• Labeled shape records:
━━━━━━━━━━━━━━━━

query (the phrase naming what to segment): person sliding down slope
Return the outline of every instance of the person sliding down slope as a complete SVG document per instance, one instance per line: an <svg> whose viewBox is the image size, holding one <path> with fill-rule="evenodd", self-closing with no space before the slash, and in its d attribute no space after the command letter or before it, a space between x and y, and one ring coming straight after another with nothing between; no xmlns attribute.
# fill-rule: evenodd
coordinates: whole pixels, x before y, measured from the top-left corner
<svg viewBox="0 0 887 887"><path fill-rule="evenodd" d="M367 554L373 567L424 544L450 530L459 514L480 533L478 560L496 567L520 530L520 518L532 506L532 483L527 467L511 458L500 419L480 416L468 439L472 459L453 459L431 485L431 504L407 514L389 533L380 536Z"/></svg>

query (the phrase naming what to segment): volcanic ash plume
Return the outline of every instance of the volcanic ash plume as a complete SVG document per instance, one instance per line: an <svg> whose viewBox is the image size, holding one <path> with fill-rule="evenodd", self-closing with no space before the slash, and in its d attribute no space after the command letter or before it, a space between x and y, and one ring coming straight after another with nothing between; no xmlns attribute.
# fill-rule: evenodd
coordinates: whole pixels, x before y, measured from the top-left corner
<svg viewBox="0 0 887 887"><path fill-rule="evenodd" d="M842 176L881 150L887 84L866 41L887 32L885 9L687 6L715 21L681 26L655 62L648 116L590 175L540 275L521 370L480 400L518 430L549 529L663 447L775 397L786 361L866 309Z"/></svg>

━━━━━━━━━━━━━━━━

• AIM: Copy all of the records above line for line, with nothing changed.

• TASK OUTPUT:
query (the phrase naming what to segment): person sliding down slope
Return the outline of every instance of the person sliding down slope as a complete SVG document per instance, one instance per line: an <svg> whose viewBox is the image size, holding one <path> with fill-rule="evenodd", self-closing with no space before the slash, and in its d attribute no space after the command letter or before it, a space between x and y, and one ring coming straight after another with nothing between; no xmlns attribute.
# fill-rule: evenodd
coordinates: whole pixels, x before y, measured from the top-left corner
<svg viewBox="0 0 887 887"><path fill-rule="evenodd" d="M367 554L373 567L424 544L450 530L459 514L480 533L478 560L496 567L520 530L520 518L532 506L532 483L527 467L511 458L500 419L480 416L468 439L472 459L453 459L431 485L431 504L407 514L389 533L380 536Z"/></svg>

query (the phrase naming what to segment): volcanic ash plume
Return the outline of every instance of the volcanic ash plume as a complete SVG document per instance, one instance per line: an <svg> whose viewBox is the image size, holding one <path> with fill-rule="evenodd", self-closing with no space before the slash, and in its d attribute no space after the command letter or before it, a space between x and y, and one ring coming straight after another with nothing between; no xmlns attribute.
# fill-rule: evenodd
coordinates: whole pixels, x before y, measured from the top-left corner
<svg viewBox="0 0 887 887"><path fill-rule="evenodd" d="M842 176L881 150L887 84L866 41L887 32L885 9L687 6L715 21L681 26L655 62L648 116L590 175L540 275L521 370L480 400L518 430L549 529L663 447L775 397L786 361L866 309Z"/></svg>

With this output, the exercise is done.